Collected data entries
= = = = = = =
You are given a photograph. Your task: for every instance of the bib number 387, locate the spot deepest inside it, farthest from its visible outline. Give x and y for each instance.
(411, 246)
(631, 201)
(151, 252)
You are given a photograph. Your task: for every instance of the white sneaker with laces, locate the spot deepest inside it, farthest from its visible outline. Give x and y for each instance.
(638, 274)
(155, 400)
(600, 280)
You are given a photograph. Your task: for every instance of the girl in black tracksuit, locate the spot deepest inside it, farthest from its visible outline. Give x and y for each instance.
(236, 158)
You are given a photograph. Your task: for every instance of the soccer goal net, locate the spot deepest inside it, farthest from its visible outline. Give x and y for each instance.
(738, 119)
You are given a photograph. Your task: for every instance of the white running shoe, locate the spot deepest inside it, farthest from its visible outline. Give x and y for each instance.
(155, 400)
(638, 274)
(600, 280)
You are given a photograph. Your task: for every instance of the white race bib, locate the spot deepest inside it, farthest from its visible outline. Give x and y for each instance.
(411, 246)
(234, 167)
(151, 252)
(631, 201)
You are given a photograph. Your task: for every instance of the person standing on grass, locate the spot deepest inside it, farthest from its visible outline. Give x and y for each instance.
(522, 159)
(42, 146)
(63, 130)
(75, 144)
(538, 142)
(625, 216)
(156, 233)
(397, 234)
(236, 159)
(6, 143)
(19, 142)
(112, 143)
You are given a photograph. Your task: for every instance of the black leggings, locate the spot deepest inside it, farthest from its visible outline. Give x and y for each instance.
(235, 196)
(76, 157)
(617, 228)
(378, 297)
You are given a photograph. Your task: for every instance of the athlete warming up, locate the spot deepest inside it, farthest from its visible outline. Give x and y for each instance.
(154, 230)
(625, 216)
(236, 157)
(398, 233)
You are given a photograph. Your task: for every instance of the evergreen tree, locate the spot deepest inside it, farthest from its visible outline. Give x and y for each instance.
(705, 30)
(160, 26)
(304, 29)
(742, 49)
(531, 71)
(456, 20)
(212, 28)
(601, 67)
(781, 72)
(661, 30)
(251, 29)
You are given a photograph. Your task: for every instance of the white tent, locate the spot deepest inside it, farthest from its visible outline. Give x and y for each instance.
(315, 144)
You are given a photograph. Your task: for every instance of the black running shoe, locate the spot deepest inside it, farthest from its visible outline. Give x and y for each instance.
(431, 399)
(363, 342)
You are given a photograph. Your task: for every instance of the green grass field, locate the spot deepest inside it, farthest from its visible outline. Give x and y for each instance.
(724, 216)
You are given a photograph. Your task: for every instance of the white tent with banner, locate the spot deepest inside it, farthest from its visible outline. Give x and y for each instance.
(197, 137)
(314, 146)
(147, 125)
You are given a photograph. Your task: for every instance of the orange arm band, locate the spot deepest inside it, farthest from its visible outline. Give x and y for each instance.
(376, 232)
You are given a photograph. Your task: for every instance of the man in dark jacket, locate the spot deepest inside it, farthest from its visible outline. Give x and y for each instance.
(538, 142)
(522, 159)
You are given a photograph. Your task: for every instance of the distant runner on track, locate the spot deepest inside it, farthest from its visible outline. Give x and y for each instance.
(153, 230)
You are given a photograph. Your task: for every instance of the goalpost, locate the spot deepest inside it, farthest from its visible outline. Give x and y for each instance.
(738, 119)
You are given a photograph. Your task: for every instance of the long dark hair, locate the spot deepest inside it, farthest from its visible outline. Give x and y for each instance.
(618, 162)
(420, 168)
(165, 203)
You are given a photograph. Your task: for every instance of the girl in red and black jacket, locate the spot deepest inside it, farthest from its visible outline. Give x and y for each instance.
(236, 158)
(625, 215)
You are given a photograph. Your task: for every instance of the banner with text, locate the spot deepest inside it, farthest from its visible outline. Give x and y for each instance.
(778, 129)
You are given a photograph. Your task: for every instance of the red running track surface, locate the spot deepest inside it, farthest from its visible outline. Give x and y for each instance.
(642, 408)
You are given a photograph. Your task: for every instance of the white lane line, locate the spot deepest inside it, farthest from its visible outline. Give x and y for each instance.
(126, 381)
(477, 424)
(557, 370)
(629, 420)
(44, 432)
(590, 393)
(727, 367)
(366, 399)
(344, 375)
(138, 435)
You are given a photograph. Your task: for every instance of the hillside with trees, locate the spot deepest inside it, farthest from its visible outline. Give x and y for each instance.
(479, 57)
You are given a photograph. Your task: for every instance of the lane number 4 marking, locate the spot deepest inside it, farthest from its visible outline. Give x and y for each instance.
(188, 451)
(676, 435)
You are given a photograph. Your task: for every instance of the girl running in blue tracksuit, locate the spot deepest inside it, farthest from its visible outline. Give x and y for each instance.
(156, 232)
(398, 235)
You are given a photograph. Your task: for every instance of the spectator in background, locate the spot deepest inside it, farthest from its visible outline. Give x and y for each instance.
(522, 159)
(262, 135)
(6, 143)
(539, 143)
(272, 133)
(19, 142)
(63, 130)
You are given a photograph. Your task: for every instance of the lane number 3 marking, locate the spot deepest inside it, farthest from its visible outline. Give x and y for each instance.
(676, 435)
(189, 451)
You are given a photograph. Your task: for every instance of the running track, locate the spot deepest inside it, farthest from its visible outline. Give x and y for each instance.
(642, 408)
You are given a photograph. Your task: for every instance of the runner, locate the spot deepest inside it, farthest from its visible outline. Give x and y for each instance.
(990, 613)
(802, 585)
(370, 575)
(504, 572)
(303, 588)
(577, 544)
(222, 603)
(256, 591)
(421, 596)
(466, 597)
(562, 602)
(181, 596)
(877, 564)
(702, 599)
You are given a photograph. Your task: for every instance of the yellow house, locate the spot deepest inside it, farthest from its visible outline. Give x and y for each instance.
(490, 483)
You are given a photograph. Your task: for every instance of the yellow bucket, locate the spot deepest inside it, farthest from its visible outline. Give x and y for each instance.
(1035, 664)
= = = = = = =
■ Given request ■
Output exactly the lines from the one containing "the white lane" through the last line of the entries, both ends included.

■ Worked solution ■
You are given a photograph. Your task: for every instance of the white lane line, locate the spot deepest inside it, farthest from its visible outline. Give x and y for each instance.
(126, 381)
(477, 424)
(557, 370)
(629, 420)
(44, 432)
(590, 393)
(727, 367)
(366, 399)
(344, 375)
(138, 435)
You are given a photograph. Your task: for every instance of the hillside with trees, locate the spot deepest inside it, farthest from its visible outline. Give x and y for each instance.
(479, 57)
You are given a photograph. Your task: for every instance of the lane number 4 marking, locate the spot deepest inside it, farthest from its visible outline. Give x and y for each instance.
(188, 451)
(676, 435)
You are given a photograph. Your task: for every instance of the girl running in blue tracksuit, locate the spot deepest inside it, farthest from its visible outline. Give x and y for each instance.
(156, 232)
(398, 235)
You are given a photograph. Your task: for every instance of the spectator in background, locate the spot deepest inside it, farthest from its visible outline. Give x and y for each instance.
(522, 159)
(262, 135)
(6, 143)
(539, 143)
(272, 133)
(19, 142)
(63, 130)
You are given a photograph. Your task: for every instance of the lane number 3 marking, locate the spot deepest inside it, farthest from its visible outline. Give x and y for each instance.
(676, 435)
(189, 451)
You are given a photograph. Your task: for every instance of the running track, locate the spot deepest inside it, farthest from its visible outline. Give x and y for each instance.
(642, 408)
You are given a photograph. Your task: for every instance of the runner, locate the spot deepest inside it, farthest from its visible outline. Give x and y for each instance.
(990, 613)
(802, 585)
(370, 575)
(504, 572)
(303, 588)
(577, 544)
(222, 603)
(256, 591)
(421, 596)
(466, 597)
(562, 602)
(181, 596)
(877, 564)
(702, 599)
You are given a photograph. Your task: for every instance of the yellow house, locate the spot deepest inside it, farthest from its visible outline. Give x and y for each instance.
(490, 483)
You are given a photograph. Your task: for every instance of the yellow bucket, locate the spot deepest inside it, farthest from its visible outline. Give x and y for each instance.
(1035, 664)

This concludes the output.